**What you have to do**
Look below for the line that contains "Where can the magenta", then copy it and each following line exactly, through and including the line that contains "Where can the green leaf".

[Image point grounding data]
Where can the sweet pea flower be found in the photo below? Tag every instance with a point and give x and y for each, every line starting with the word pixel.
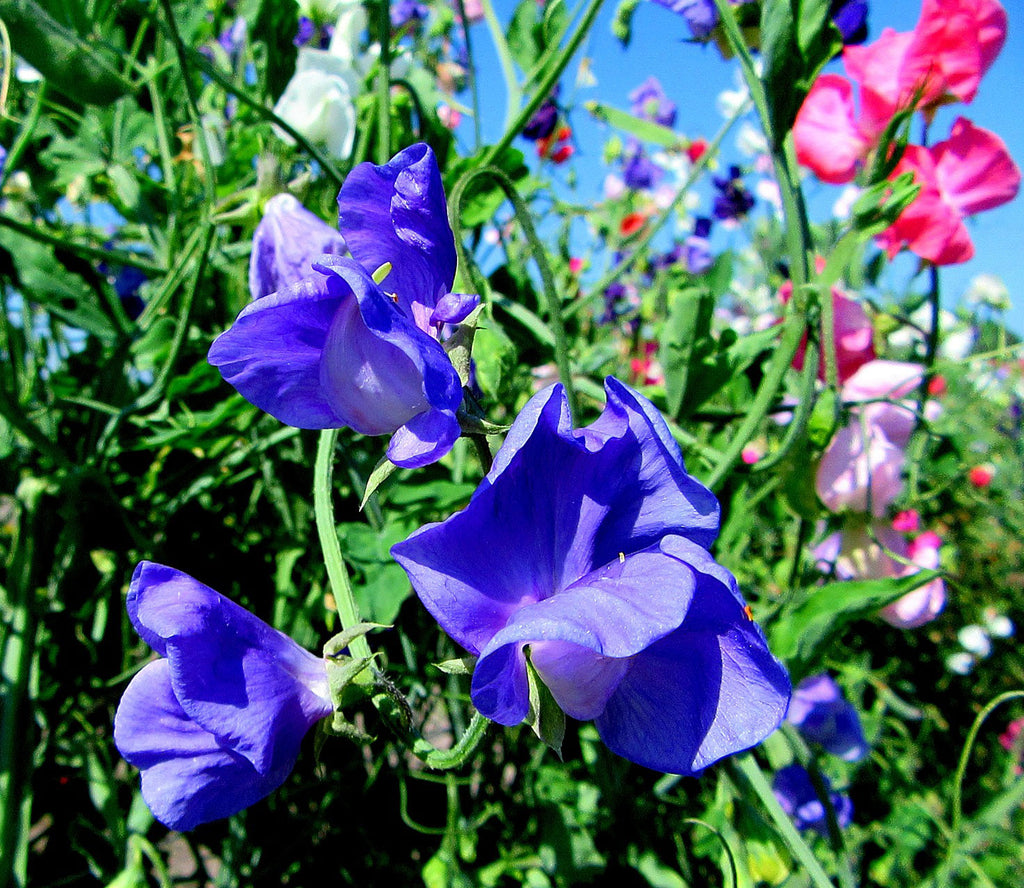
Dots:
pixel 337 349
pixel 216 723
pixel 600 540
pixel 796 794
pixel 861 468
pixel 823 716
pixel 649 102
pixel 318 101
pixel 879 551
pixel 287 242
pixel 969 172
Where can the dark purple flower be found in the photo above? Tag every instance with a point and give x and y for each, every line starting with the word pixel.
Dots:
pixel 795 792
pixel 699 14
pixel 650 102
pixel 216 723
pixel 851 19
pixel 336 349
pixel 823 716
pixel 698 255
pixel 287 242
pixel 306 31
pixel 732 200
pixel 638 170
pixel 404 11
pixel 542 124
pixel 589 547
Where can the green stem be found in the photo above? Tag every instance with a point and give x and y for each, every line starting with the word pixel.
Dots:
pixel 25 135
pixel 453 758
pixel 957 801
pixel 513 95
pixel 547 81
pixel 121 257
pixel 540 256
pixel 474 87
pixel 748 766
pixel 328 533
pixel 382 25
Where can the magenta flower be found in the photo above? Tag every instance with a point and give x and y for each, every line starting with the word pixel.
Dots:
pixel 969 172
pixel 336 349
pixel 287 242
pixel 944 57
pixel 216 723
pixel 823 716
pixel 588 548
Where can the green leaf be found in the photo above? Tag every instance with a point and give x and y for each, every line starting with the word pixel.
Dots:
pixel 797 39
pixel 545 718
pixel 643 129
pixel 797 636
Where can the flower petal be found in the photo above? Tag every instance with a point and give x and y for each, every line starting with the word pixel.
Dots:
pixel 707 690
pixel 557 504
pixel 187 776
pixel 397 213
pixel 248 684
pixel 581 639
pixel 271 353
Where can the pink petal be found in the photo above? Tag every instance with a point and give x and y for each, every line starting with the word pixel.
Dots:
pixel 827 139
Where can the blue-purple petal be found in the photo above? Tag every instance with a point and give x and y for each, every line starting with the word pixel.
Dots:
pixel 188 777
pixel 239 679
pixel 287 242
pixel 454 307
pixel 271 353
pixel 609 615
pixel 397 213
pixel 707 690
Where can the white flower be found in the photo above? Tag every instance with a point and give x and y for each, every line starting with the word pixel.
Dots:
pixel 988 290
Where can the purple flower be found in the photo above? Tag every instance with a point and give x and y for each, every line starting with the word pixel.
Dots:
pixel 287 242
pixel 732 200
pixel 589 547
pixel 404 11
pixel 699 14
pixel 216 723
pixel 650 102
pixel 638 171
pixel 698 255
pixel 823 716
pixel 795 792
pixel 851 19
pixel 336 349
pixel 542 124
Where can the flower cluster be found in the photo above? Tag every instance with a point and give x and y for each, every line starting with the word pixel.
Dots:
pixel 585 523
pixel 942 59
pixel 332 347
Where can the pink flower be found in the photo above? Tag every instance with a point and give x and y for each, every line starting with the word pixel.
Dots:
pixel 954 43
pixel 906 521
pixel 969 172
pixel 875 552
pixel 980 476
pixel 861 469
pixel 853 332
pixel 944 57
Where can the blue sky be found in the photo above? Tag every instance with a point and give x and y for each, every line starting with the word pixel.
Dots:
pixel 693 76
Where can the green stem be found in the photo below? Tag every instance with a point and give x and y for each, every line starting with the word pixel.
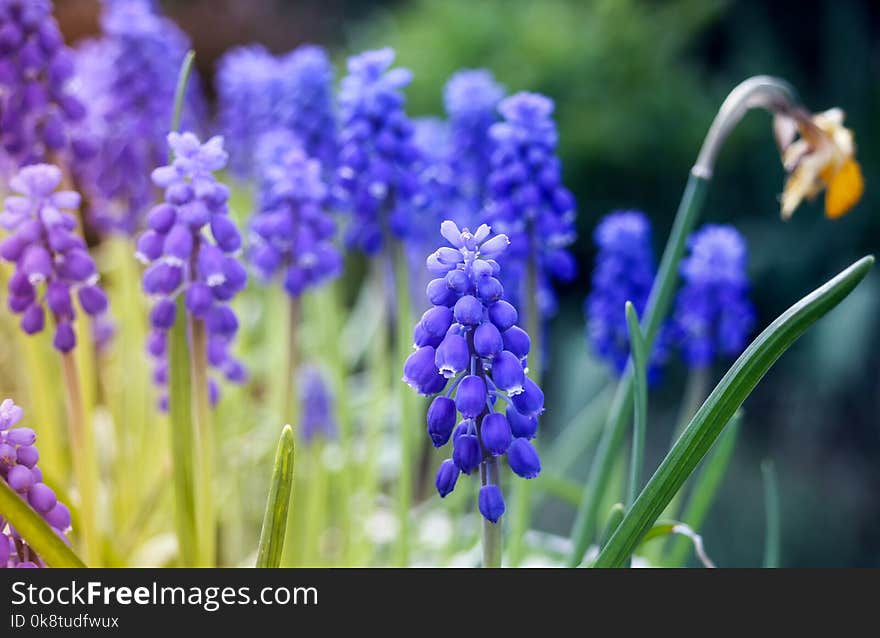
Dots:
pixel 762 92
pixel 407 403
pixel 85 464
pixel 491 531
pixel 521 498
pixel 207 517
pixel 771 506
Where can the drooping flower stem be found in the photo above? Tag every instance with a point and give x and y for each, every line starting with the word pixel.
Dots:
pixel 491 531
pixel 207 518
pixel 85 468
pixel 764 92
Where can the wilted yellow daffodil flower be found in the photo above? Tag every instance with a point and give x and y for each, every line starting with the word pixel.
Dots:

**Final answer**
Where can the magenta flower be found in the photo above? Tag every instance with a point and give x and y for each, every line starting with the word pixel.
Dots:
pixel 969 172
pixel 336 349
pixel 287 242
pixel 944 57
pixel 216 723
pixel 823 716
pixel 588 548
Where can the green leaf be found in the photo above? Tag every instance with a point and give x and y for each, every line starting with the word pixel.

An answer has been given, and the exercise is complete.